Work request
Wherever the string "gothic" shows up in the records below, return that line.

Provided material
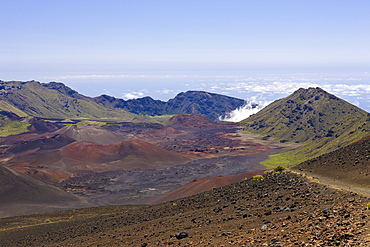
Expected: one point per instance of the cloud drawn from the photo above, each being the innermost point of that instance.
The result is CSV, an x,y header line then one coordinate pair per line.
x,y
245,111
133,95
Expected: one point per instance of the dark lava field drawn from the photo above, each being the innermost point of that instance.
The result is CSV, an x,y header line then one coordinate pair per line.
x,y
284,209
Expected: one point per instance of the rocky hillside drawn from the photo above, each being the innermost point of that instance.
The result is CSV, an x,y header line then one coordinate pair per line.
x,y
320,121
24,194
43,100
348,166
284,209
207,104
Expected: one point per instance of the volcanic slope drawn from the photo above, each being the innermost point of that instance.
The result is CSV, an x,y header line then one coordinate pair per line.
x,y
320,121
21,194
86,156
207,104
347,167
284,209
35,99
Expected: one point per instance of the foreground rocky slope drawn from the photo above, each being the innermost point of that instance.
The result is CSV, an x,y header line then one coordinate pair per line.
x,y
284,209
347,167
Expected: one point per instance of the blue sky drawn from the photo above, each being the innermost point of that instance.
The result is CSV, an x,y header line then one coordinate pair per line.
x,y
123,47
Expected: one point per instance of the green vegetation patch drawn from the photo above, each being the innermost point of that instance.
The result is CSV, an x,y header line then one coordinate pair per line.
x,y
13,129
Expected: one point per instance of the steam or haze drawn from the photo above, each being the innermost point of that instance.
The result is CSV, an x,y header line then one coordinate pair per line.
x,y
158,48
245,111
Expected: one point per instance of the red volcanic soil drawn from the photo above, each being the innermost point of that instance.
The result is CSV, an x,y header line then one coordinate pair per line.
x,y
126,155
191,121
200,185
167,131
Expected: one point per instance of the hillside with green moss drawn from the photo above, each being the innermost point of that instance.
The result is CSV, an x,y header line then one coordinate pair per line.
x,y
319,121
35,99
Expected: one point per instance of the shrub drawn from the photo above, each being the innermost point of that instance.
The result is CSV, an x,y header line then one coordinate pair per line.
x,y
279,168
257,178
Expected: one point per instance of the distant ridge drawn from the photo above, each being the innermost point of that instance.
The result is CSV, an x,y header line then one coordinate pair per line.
x,y
56,100
207,104
52,100
320,121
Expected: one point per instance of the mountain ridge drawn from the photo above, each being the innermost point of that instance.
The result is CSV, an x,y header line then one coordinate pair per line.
x,y
314,118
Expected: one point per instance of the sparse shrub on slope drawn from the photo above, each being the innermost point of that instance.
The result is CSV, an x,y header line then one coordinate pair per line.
x,y
320,121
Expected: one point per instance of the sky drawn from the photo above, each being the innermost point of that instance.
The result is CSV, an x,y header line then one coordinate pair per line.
x,y
248,49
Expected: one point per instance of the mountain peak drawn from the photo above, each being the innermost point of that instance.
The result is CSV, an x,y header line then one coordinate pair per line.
x,y
314,117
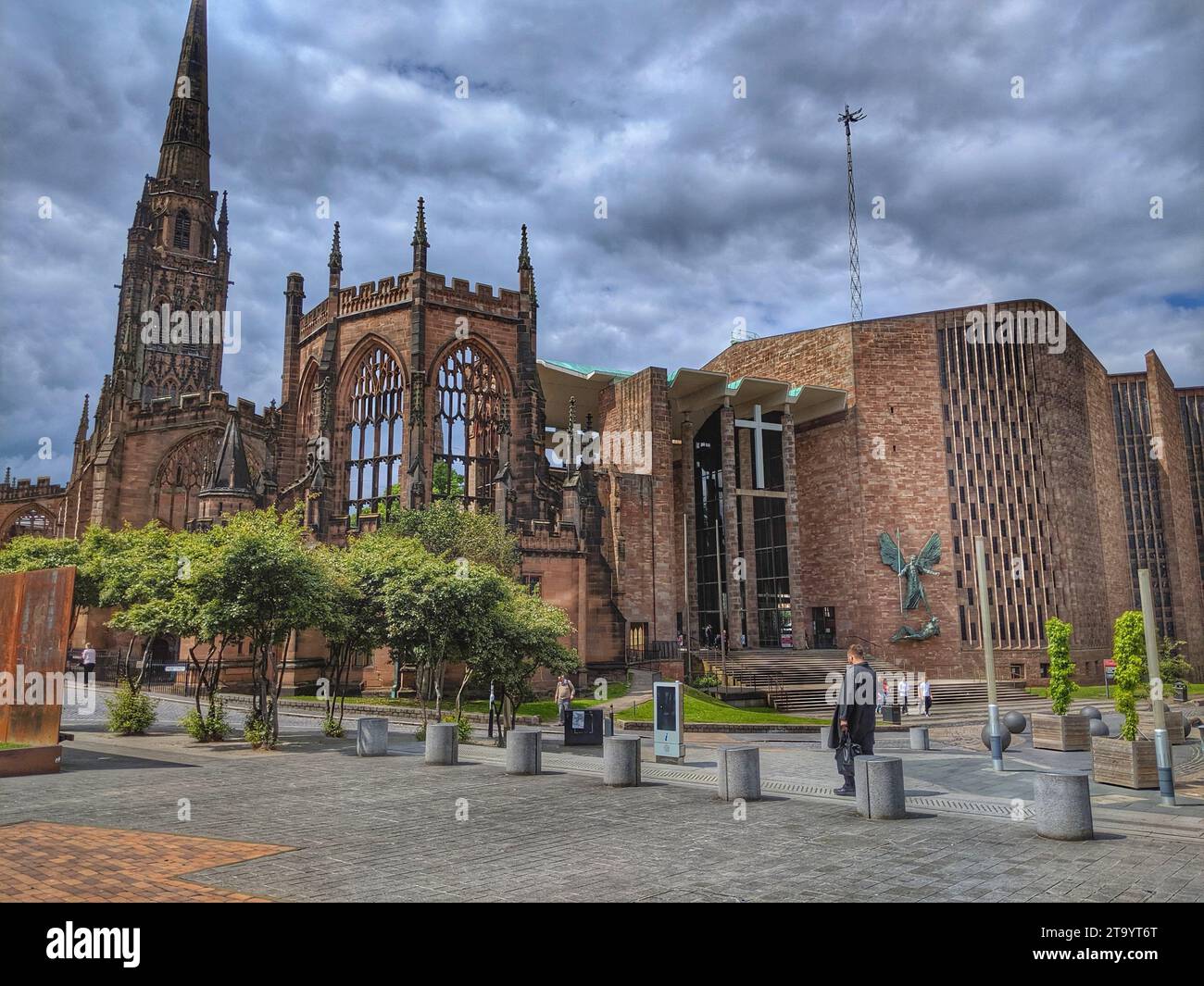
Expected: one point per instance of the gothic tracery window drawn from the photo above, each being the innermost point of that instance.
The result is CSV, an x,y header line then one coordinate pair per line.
x,y
374,450
183,232
468,426
35,520
187,469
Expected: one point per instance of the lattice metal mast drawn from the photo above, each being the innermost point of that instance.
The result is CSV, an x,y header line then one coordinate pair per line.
x,y
847,119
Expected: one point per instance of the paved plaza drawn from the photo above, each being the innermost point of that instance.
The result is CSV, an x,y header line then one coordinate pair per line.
x,y
163,818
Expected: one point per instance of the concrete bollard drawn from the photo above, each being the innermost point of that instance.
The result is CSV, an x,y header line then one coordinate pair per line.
x,y
442,744
524,749
621,760
739,773
1063,806
879,782
372,736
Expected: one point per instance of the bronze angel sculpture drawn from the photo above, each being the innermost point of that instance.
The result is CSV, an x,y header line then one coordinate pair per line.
x,y
914,595
914,566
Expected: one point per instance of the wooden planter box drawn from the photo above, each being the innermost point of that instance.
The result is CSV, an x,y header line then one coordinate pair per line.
x,y
1060,732
1176,726
24,761
1124,764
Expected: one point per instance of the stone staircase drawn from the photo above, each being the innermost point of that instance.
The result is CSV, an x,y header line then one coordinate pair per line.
x,y
797,680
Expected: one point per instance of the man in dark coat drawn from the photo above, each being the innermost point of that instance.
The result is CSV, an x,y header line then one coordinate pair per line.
x,y
854,713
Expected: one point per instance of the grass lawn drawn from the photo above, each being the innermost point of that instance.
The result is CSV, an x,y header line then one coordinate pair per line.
x,y
1097,692
545,709
701,706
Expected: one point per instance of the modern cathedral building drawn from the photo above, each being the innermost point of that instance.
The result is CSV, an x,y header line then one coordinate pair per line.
x,y
806,490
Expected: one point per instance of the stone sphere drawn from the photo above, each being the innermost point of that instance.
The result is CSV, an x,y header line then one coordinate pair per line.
x,y
1006,738
1015,722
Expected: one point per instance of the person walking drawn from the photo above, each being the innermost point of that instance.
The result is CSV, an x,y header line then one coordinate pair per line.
x,y
565,693
853,725
89,661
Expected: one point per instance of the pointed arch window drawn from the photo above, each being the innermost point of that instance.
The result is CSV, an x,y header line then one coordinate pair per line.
x,y
185,469
36,520
374,448
468,428
183,231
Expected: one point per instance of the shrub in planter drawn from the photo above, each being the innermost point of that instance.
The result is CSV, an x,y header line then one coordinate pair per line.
x,y
1056,730
1062,685
211,728
1128,653
131,713
1126,761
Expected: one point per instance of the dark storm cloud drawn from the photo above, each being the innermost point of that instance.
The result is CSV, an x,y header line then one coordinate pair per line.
x,y
719,208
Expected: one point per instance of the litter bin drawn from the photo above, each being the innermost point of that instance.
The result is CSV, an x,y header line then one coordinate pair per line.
x,y
583,728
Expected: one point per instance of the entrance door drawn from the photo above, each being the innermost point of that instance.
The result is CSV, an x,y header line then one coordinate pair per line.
x,y
637,642
823,626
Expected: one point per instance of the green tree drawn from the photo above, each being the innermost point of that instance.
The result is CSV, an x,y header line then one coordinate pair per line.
x,y
1062,685
356,621
448,530
1128,653
521,637
1172,665
136,572
437,610
265,585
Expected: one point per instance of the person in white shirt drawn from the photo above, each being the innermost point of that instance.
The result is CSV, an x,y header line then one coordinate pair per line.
x,y
89,660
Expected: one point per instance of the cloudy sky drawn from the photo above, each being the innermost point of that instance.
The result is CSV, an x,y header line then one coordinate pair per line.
x,y
718,207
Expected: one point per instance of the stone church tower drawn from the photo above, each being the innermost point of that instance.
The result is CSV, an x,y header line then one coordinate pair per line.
x,y
155,440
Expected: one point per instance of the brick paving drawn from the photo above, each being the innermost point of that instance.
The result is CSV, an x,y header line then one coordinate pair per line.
x,y
386,830
75,864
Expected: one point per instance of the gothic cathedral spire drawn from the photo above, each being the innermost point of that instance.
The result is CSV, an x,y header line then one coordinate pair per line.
x,y
177,256
184,156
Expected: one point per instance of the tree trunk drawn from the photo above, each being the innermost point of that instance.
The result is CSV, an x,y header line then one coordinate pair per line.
x,y
468,674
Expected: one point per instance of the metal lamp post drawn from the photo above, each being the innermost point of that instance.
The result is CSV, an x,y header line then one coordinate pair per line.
x,y
987,653
1160,740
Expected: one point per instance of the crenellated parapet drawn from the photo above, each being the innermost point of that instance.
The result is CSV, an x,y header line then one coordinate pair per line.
x,y
13,490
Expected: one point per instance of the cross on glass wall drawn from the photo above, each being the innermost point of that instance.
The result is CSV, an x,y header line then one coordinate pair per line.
x,y
759,426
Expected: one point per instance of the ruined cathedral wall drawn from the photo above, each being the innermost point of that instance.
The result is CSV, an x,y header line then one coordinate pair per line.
x,y
156,430
641,531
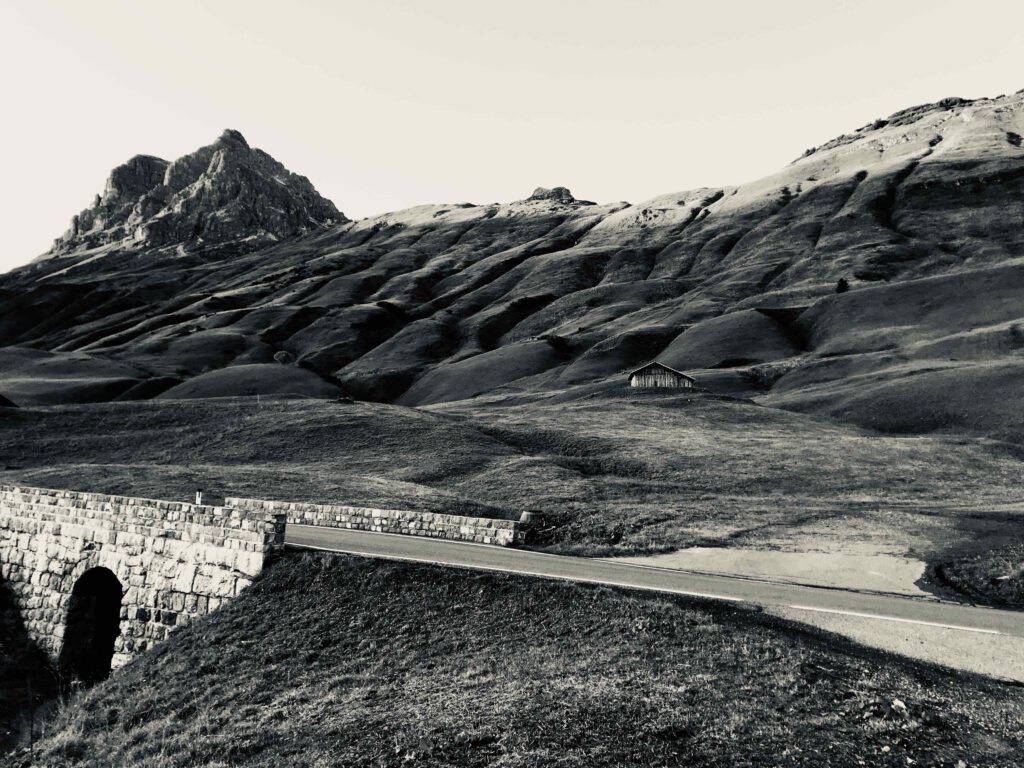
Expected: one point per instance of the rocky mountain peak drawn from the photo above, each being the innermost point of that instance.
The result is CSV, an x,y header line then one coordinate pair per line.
x,y
557,195
225,193
560,195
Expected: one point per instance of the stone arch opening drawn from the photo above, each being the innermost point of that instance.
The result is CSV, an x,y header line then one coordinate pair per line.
x,y
93,624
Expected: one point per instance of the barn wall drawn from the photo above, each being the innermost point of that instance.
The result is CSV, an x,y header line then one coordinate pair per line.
x,y
175,561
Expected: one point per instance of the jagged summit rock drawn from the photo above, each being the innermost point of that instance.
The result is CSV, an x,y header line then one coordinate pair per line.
x,y
226,192
557,195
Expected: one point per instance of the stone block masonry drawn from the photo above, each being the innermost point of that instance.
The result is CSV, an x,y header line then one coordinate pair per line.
x,y
434,525
175,561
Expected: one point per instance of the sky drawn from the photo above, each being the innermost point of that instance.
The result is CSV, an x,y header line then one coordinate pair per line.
x,y
387,104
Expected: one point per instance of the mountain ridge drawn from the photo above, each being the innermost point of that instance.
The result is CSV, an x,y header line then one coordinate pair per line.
x,y
737,284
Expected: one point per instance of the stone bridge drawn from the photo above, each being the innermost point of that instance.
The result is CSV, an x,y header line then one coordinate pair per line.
x,y
99,578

Task result
Expected: one point per instance of the gothic tracery window drawn from the photo above, each being the innermost point of that instance.
Expected: one point per instance of the gothic cathedral spire drawn from the photo above, each being the innermost point of that instance.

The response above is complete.